[begin Records for this task]

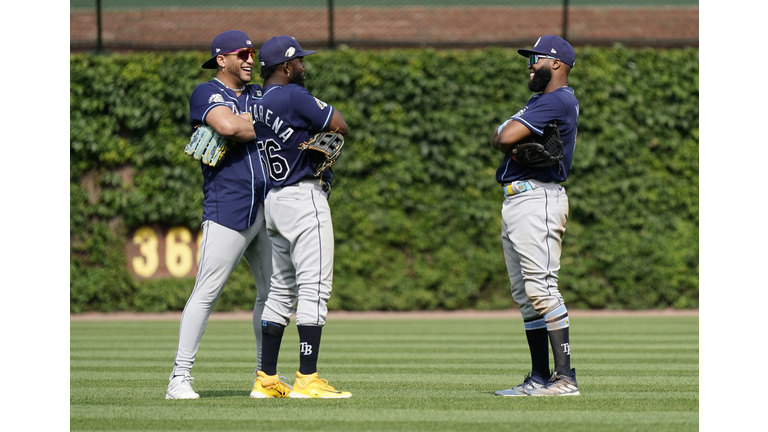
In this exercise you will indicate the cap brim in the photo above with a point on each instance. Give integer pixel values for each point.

[end Records for this task]
[begin Records for this task]

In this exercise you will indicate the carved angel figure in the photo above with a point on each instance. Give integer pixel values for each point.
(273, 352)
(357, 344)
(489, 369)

[end Records for this task]
[begin Records for this task]

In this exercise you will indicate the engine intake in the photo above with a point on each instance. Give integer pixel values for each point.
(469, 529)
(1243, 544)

[end Records for this task]

What to do: Reproduce word for word the lines from the rows above, starting at the line that contains "In this exercise you will indicate the engine" and stopping after the line that contains "(1243, 544)".

Written response:
In this exercise you will indicate the engine intake in the photo above with a point on each instance. Give integer pixel values for each point.
(469, 529)
(1243, 544)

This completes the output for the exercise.